Rewrite every line of the items below as a numbered list, and omit any blank lines.

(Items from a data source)
----------------------------------------

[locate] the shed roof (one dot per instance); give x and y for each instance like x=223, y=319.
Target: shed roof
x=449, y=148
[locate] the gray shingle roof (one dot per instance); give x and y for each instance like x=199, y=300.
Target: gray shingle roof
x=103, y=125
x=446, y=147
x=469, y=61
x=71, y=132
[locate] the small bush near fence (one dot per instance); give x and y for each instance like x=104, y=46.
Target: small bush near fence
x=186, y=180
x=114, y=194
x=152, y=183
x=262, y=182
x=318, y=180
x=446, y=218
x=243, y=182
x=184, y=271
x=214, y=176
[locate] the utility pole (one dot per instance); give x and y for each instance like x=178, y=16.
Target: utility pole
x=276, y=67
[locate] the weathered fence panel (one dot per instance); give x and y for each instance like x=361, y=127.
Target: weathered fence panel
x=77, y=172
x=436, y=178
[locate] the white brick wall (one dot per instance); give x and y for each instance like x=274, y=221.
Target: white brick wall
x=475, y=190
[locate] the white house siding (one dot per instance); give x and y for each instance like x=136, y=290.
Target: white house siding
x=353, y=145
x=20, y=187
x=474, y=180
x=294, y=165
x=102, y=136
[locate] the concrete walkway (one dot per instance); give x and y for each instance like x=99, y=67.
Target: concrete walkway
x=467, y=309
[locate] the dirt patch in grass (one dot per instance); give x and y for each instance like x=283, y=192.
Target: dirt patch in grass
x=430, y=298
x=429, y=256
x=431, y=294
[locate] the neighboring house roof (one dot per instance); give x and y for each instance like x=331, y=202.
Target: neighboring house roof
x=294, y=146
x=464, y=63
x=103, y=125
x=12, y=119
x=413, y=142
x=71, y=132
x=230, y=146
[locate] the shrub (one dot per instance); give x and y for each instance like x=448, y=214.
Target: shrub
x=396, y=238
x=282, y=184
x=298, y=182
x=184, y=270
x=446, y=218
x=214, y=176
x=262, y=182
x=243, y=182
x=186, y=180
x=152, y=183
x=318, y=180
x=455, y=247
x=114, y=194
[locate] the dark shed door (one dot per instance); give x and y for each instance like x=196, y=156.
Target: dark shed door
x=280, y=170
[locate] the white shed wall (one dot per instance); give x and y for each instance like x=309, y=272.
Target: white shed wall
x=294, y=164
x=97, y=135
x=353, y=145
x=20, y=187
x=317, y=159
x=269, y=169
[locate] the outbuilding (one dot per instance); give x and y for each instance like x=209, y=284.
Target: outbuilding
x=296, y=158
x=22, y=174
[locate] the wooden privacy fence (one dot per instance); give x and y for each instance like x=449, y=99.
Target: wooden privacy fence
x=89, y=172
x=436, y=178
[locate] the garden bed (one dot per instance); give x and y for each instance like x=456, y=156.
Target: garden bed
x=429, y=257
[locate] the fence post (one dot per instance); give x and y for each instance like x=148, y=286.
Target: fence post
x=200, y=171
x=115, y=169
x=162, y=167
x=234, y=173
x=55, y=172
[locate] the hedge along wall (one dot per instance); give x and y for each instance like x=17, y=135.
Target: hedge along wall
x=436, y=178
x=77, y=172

----------------------------------------

The completed task:
1. [locate] the shed roof (one dot per instance); give x and y for each instance like x=223, y=319.
2. Target: shed roof
3. x=449, y=148
4. [locate] the gray shingle roof (one dot per instance); give x and y for each instance like x=199, y=300.
5. Target: gray shingle roof
6. x=103, y=125
7. x=446, y=147
8. x=469, y=61
9. x=71, y=132
10. [locate] the small bush near fence (one dot per instance); give x and y for each instance like x=104, y=46.
11. Target: small bush near fence
12. x=186, y=180
13. x=114, y=194
14. x=152, y=183
15. x=262, y=182
16. x=318, y=180
17. x=446, y=218
18. x=243, y=182
19. x=184, y=271
20. x=214, y=176
21. [locate] the utility pole (one dot per instance); give x and y for each instance like x=178, y=16.
22. Target: utility pole
23. x=276, y=67
24. [locate] the weathered fence panel (one dot per instance); give x and y for each instance like x=361, y=127.
25. Target: weathered fence panel
26. x=77, y=172
27. x=436, y=178
28. [locate] the white brick wall (one dot per instance); give x and y for each instance like x=274, y=221.
29. Target: white brick wall
30. x=475, y=190
31. [locate] the white house siding (one dot per instance); give x and y for each instance like x=136, y=290.
32. Target: white house siding
33. x=353, y=145
34. x=20, y=187
35. x=474, y=180
36. x=294, y=165
37. x=102, y=136
38. [locate] the concrete walkway (one dot per instance); give x and y for each instance like x=99, y=67.
39. Target: concrete walkway
40. x=467, y=309
41. [locate] the dirt patch in grass (one dot per instance); give x and y for each instance like x=283, y=192.
42. Target: dirt patch in grass
43. x=430, y=298
44. x=429, y=256
45. x=431, y=294
46. [locate] the neighboring house roof (one dot per instance); give x and y for each instance like x=331, y=202.
47. Target: neighboring house roof
48. x=294, y=146
49. x=464, y=63
50. x=103, y=125
51. x=12, y=119
52. x=413, y=142
53. x=71, y=132
54. x=230, y=146
55. [locate] the shrub (one dot per instance); give x and y for each instance like x=448, y=214.
56. Target: shrub
57. x=396, y=238
58. x=282, y=184
59. x=298, y=182
60. x=184, y=270
61. x=446, y=218
62. x=214, y=176
63. x=262, y=182
64. x=243, y=182
65. x=186, y=180
66. x=152, y=183
67. x=318, y=180
68. x=455, y=247
69. x=114, y=194
70. [locate] the dark shed door (one dot per instance); give x and y for each instance like x=196, y=156.
71. Target: dark shed door
72. x=280, y=170
73. [locate] the white shed wall (one dot per instance); give x and y for each instance like x=309, y=272.
74. Target: white shed wall
75. x=294, y=164
76. x=97, y=135
77. x=353, y=145
78. x=20, y=187
79. x=317, y=159
80. x=269, y=169
81. [locate] the outbuilding (one dot per instance); give x and y for each instance like x=209, y=284.
82. Target: outbuilding
83. x=296, y=158
84. x=22, y=174
85. [locate] the wooden privacy fence (one dot per instance); give x and y for each instance like x=449, y=99.
86. Target: wooden privacy fence
87. x=89, y=172
88. x=436, y=178
89. [locate] the garden bed (one dot per instance); give x and y for each instance like x=456, y=156.
90. Target: garden bed
91. x=429, y=257
92. [locate] the fence post (one dot per instance); give x and y for each instance like x=148, y=286.
93. Target: fence post
94. x=200, y=171
95. x=115, y=169
96. x=162, y=167
97. x=234, y=173
98. x=55, y=172
99. [locate] the hedge along wall (one dot per instance); give x and y for each instance like x=17, y=135.
100. Target: hedge along wall
101. x=436, y=178
102. x=77, y=172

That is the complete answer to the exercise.